* ENUNCIADO
No texto fornecido, a quem o juiz determinou a expedição de cópia?

Recomendação do CNJ sobre Covid-19 é inconstitucional, decide juiz de falências

O juiz Paulo Furtado de Oliveira Filho, da 2ª Vara de Falências e Recuperações Judiciais de São Paulo, declarou inconstitucional uma recomendação do Conselho Nacional de Justiça (CNJ) sobre a Covid-19 e a recuperação de empresas.

O juiz determinou a expedição de cópia ao procurador-geral da República, Augusto Aras, “para as providências que entender cabíveis”.

O juiz observou, na decisão, que “os advogados de devedoras e credores têm plena capacidade de formular suas pretensões e o juízes estão aptos a decidirem os pleitos, caso a caso, com equilíbrio e responsabilidade, não podendo sofrer interferência na atividade jurisdicional, pelo CNJ, mesmo sob o propósito de obtenção de bons resultados, pois a Constituição Federal não conferiu a este órgão tal competência”.

A decisão foi tomada, nesta terça-feira (12), em ação de recuperação judicial na qual uma empresa alegou a impossibilidade de pagar os salários.

“Como a devedora invocou a Recomendação nº 63 do CNJ, o que tem ocorrido em inúmeros casos, devo declará-la inconstitucional porque emanada de órgão que não tem função jurisdicional e que viola a independência jurídica da Magistratura”, decidiu.

No procedimento assinado no final de março pelo ministro Dias Toffoli, presidente do CNJ, recomenda-se prioridade na análise e decisões sobre levantamento de valores em favor de credores ou empresas recuperandas, “considerando a importância econômica e social que tais medidas possuem para ajudar a manter o regular funcionamento da economia brasileira e para a sobrevivência das famílias notadamente em momento de pandemia de Covid-19”.

O juiz registra na decisão: “Além de presumir que todos os juízes de recuperação judicial não tenham capacidade e responsabilidade de decidir (…), o provimento serve de argumento de autoridade por quem, mesmo injustificadamente, pretende ter seus pleitos atendidos.”

O juiz da 2ª Vara de Falências determinou unificar todas as contas de titularidade da empresa, antes de decidir sobre o pedido. “Mas, desde logo, observo que não há prova de qualquer impossibilidade de pagamento da folha de salários. Por isso, caberá ao administrador judicial examinar previamente a real situação econômico-financeira da devedora e se ela decorre, total ou parcialmente, das medidas sanitárias de combate à pandemia do Covid-19, bem como se os valores depositados em juízo foram destinados ao cumprimento do plano”.

* DADOS REGISTRADOS
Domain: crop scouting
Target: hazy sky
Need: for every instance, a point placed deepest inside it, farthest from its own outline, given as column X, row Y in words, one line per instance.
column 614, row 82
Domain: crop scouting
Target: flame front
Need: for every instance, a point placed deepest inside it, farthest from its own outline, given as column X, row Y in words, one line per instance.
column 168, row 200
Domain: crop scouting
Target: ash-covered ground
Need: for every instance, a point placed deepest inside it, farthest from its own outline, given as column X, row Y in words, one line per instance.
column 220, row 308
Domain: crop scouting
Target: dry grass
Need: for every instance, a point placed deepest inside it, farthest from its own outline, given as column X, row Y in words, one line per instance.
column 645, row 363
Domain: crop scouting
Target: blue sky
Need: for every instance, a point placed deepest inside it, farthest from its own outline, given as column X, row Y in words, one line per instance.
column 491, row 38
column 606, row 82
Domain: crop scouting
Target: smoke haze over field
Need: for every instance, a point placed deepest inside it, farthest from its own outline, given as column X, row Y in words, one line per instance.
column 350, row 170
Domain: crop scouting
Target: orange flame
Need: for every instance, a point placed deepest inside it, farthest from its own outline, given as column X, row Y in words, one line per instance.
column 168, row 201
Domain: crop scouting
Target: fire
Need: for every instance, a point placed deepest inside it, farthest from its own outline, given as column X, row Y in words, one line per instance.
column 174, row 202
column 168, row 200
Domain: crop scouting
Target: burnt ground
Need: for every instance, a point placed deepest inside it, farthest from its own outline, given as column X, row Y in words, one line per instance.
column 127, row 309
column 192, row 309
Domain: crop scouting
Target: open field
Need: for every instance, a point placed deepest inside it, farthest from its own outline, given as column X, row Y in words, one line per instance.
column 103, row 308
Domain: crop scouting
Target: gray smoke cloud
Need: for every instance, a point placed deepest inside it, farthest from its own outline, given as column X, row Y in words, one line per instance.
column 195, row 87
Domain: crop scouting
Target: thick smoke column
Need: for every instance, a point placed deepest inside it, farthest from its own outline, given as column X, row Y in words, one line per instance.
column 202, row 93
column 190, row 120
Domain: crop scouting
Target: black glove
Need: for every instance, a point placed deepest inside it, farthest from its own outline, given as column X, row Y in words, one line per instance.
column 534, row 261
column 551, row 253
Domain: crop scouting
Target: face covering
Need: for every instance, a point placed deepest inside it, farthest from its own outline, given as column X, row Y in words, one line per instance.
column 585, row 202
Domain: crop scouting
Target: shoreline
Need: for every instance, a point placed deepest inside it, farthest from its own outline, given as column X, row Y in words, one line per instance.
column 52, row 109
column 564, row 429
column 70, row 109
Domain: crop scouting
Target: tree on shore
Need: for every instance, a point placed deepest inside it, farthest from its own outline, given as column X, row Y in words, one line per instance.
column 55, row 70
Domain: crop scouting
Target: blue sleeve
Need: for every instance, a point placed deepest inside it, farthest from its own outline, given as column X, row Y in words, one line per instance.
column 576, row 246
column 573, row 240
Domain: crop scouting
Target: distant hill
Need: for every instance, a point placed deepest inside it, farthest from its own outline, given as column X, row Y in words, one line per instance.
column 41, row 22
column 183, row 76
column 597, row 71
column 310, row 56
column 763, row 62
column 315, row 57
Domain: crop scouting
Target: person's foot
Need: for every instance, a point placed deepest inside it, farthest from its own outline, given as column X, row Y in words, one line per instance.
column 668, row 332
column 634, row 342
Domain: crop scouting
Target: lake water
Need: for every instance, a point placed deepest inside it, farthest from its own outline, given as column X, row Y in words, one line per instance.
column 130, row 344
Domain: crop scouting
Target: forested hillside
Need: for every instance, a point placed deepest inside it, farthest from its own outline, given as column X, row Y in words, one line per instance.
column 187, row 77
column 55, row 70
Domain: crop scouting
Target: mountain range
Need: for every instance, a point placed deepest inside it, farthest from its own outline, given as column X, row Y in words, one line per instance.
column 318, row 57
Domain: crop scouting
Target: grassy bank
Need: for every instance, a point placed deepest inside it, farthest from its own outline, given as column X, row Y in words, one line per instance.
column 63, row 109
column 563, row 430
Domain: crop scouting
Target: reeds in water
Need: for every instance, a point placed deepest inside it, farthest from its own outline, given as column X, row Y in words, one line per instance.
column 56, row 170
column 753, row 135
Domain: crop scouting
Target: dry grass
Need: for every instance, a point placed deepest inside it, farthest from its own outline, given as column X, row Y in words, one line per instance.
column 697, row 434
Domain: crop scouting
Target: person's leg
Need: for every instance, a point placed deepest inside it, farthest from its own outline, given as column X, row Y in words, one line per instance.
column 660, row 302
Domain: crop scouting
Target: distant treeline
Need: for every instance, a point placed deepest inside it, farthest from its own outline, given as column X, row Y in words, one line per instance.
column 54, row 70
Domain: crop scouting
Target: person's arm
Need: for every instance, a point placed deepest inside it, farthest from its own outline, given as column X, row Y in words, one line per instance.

* ÁREA DE RESPOSTA
Ao procurador-geral da República, Augusto Aras.